E in questo caso si può osare di smentire lo stesso Qohelet, perché non c’è mai, come ho già cantato, la stessa luce che si posi sullo stesso fiore; non c’è mai una primavera uguale a un’altra primavera; non c’è mai un atto d’amore che non sia un nuovo atto d’amore, e una comunione che non sia una nuova comunione. E ogni giorno è un giorno mai vissuto da nessuno sulla terra.
E nessuno sa dire neppure di se stesso cosa penserà alla fine della giornata, avanti che cali la sera.
E anche Dio, soprattutto Dio è sempre nuovo.
Ogni uomo dunque è una novità assoluta. Non per nulla io, e tu, e l’altro, chiunque egli sia, siamo tutti unici: io e tu; io con la mia e tu con la tua faccia, unica e irripetibile pure in mezzo a miliardi di uomini; ognuno col proprio destino, e la propria missione, dentro il proprio tempo e il proprio spazio; ognuno con la sua testimonianza da rendere.
E allora compito irrinunciabile di ognuno è di realizzare se stesso, poiché anche questo è verità: che l’uomo è continuamente da farsi, è in continuo accadimento; ogni uomo è un’infinita possibilità, ed è una sorpresa perfino a se stesso.
E mai che una madre, pur dopo nove mesi che ti ha portato in seno, sappia predire quale creatura abbia generato.
Allora compito di ognuno è di esprimersi nel coro dell’umanità.
Non si tratta di presunzione, di proporsi di dire cose mai dette, ma si tratta del dovere di testimoniare e pertanto di servire la stessa cultura umana. Meglio: per il fatto che si è immersi nello stesso fiume della vita, se ognuno di noi fa propria anche una minima parte dell’immenso patrimonio del sapere, e lo interpreta quale nuovo ermeneuta, e lo elabora trasmettendolo alle generazioni! Così, nel mentre che è nella tradizione, riuscirà ad essere ancora più se stesso.
Allora compito di ognuno è di servire, secondo la propria vocazione, e mettendo a frutto dei fratelli i talenti che ognuno possiede: in spirito di umiltà.
Nella speranza che almeno serva ai tuoi coetanei, compagni di cammino, aiutandoci ad essere –sempre nella misura che ci serve – meno disperati e soli.

 (…)

La mia vocazione non è mai stata tranquilla, e non lo è neppure oggi.
Infatti io non sono mai sicuro di me stesso. La sicurezza è una categoria che non mi appartiene; e spesso nei miei scritti io ho distinto tra sicurezza e certezza.
Ad esempio, io sono certo di Dio, ma non sono mai stato sicuro di raggiungerlo; io sono certo di un progetto, cioè sogno di Dio che attraversa tutta la storia e la creazione, e che questo progetto è la realizzazione della stessa umanità: del regno dell’umanità composta nell’amore.
E questo è vero, che si creda o non si creda; ma non sono sicuro che questo si realizzi.

### Righe di dati
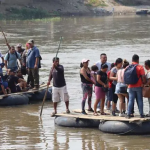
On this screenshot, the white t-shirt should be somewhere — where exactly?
[96,61,111,72]
[0,52,3,64]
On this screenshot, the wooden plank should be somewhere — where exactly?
[0,84,52,99]
[55,113,150,122]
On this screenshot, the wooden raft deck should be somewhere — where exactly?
[55,109,150,123]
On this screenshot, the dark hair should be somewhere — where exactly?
[115,58,123,66]
[132,54,139,62]
[80,63,83,68]
[91,65,98,71]
[101,64,108,69]
[100,53,106,57]
[111,63,115,68]
[123,59,129,68]
[145,59,150,68]
[53,57,59,62]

### Compito
Puoi ricopiare parola per parola il passo del testo da leggere che comincia con "E allora compito" e prosegue fino a "a se stesso." incluso?

### Risposta
E allora compito irrinunciabile di ognuno è di realizzare se stesso, poiché anche questo è verità: che l’uomo è continuamente da farsi, è in continuo accadimento; ogni uomo è un’infinita possibilità, ed è una sorpresa perfino a se stesso.